> Tâches à réaliser:
- 1) Dans le texte fourni, relevez tous les qualificatifs qui décrivent le jugement que la critique s'efforce de porter.
- 2) Recopiez fidèlement le passage du texte fourni qui débute aux mots « 5.3 La résonance » et se termine après les mots « la personne concrète. ».
- 3) Répondez brièvement à ces questions sur le texte fourni :
(a) Selon le point 4.4, à quoi une critique justifiée est-elle ouverte ?
(b) Quelle expression latine le point 5.3 cite-t-il, et avec quelle référence ?
(c) D'après le point 6.1, que ne s'agit-il pas de faire dans la solidarité ?

> Texte fourni:

4.2 La critique ne prend pas parti, mais s'efforce de porter un jugement pertinent, argumenté et bien pesé. Les raisons doivent être compréhensibles pour toutes les parties concernées, indépendamment de leur propre position, sans qu'il soit pour autant nécessaire de les approuver dans les faits.

4.3 Les critères de la critique doivent être transparents et tout écart par rapport à ceux-ci en vue d'une inégalité de traitement doit être justifié.

4.4 Une critique justifiée est susceptible d'apprentissage et ouverte à révision.

4.5 Personne ne peut être tenu d'adopter une telle attitude, mais la résolution non-violente des conflits implique un débats rationnels sur les raisons qui sous-tendent une prise de position.

5 | Résonance

5.1 Les personnes sont touchées par d’autres personnes de manières très différentes. En principe, on peut faire la distinction entre la particularité d'une personne, dont une autre personne est directement touchée, et la situation d'une personne, qui déclenche une compassion spontanée chez une autre personne.

5.2 La résonance due aux particularités de la personne repose sur les caractéristiques ou les aspects auxquels une autre personne s'identifie directement : le comportement et l'habitus, les croyances articulées ou les caractéristiques extérieures. Le fait d'être touché résulte du regard porté par la personne touchéesur celle qui la touche.

5.3 La résonance due à la situation dans laquelle se trouve une personne se produit indépendamment des caractéristiques de cette personne. Il ne s'agit pas de l’identification à une quelconque caractéristique de la personne, mais de la perception fondamentale de son humanité. « Ecce homo » – Voici l'homme (Jean 19,5). Le contact par l'humanité de la personne est la rencontre entre un homme et l'humanité. Elle se fait indépendamment du regard porté sur la personne concrète.

5.4 Les deux perspectives ne s'excluent pas l'une l'autre. La vision centrée sur la personne (5.2) implique une forme de priorisation propre à toutes les relations de proximité. Le partenaire de la relation aime son homologue et non l'humanité entière. Mais cet amour exclusif n'est pas dirigé contre la perception de l'humanité dans toute autre personne. La vision centrée sur la personne est pervertie lorsque les caractéristiques exclusives des personnes sont dirigées et placées contre l'humanité en chaque personne.

6 | La relation entre solidarité, critique et le fait d’« être touché »

6.1 La solidarité est positionnelle. Elle vise à renforcer les causes légitimes et dignes d'être soutenues, celles d'une personne ou d'un groupe. Il ne s'agit pas d'équilibrer les intérêts des parties en conflit.

6.2 La compassion propre à la perspective centrée sur la personne cherche également à renforcer la position de la personne à laquelle on s'identifie.

6.3 Les personnes qui font preuve de solidarité ou qui s'identifient à une personne d'une certaine manière prennent expressément parti. Cette attitude n'a pas besoin de justification intersubjective et ne connaît pas de limite intrinsèque.

> Entrées de données:

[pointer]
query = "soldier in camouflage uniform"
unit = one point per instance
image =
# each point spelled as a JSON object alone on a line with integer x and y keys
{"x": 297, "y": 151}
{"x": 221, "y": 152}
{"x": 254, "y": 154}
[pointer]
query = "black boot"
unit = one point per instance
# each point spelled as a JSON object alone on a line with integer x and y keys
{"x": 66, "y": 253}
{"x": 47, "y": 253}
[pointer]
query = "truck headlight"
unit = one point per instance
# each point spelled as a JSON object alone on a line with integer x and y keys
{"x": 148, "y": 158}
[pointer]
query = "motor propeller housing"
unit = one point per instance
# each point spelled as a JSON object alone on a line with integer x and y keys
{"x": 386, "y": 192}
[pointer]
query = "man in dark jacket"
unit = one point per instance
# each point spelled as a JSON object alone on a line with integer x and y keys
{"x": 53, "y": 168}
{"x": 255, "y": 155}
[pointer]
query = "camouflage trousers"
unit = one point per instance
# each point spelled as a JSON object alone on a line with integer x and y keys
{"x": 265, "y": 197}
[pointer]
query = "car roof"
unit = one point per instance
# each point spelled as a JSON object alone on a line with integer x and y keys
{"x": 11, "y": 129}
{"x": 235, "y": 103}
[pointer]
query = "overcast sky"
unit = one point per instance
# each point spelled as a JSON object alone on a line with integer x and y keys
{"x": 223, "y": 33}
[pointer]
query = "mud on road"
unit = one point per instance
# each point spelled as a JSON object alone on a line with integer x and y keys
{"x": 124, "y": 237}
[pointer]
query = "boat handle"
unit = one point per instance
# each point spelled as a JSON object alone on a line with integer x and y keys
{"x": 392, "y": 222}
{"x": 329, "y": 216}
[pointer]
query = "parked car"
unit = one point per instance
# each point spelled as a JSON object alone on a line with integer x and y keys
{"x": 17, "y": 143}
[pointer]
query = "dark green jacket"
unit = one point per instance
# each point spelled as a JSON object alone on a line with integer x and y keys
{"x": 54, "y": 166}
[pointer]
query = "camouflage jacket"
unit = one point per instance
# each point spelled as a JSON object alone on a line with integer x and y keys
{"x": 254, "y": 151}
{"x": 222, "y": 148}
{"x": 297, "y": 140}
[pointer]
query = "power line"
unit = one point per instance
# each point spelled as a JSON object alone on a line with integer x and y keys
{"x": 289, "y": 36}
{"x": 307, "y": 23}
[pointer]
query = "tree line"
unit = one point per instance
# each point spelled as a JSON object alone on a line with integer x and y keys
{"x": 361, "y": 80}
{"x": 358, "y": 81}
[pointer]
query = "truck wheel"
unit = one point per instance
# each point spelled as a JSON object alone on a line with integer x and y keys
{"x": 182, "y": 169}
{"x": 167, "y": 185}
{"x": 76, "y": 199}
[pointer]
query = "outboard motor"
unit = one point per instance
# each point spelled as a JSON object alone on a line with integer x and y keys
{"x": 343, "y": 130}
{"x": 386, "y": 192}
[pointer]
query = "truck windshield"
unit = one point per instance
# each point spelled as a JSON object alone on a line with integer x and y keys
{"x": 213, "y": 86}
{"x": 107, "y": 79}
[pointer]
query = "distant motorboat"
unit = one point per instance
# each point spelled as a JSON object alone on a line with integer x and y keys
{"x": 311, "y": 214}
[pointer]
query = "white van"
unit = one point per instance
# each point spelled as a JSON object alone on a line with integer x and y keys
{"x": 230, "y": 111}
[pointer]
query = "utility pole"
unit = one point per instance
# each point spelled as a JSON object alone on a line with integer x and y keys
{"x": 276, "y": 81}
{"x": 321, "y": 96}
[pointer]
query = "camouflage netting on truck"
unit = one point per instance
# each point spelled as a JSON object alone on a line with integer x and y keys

> Réponses attendues:
- 1)
pertinent
argumenté
bien pesé

- 2)
5.3 La résonance due à la situation dans laquelle se trouve une personne se produit indépendamment des caractéristiques de cette personne. Il ne s'agit pas de l’identification à une quelconque caractéristique de la personne, mais de la perception fondamentale de son humanité. « Ecce homo » – Voici l'homme (Jean 19,5). Le contact par l'humanité de la personne est la rencontre entre un homme et l'humanité. Elle se fait indépendamment du regard porté sur la personne concrète.

- 3)
(a) À la révision.
(b) « Ecce homo », avec la référence Jean 19,5.
(c) D'équilibrer les intérêts des parties en conflit.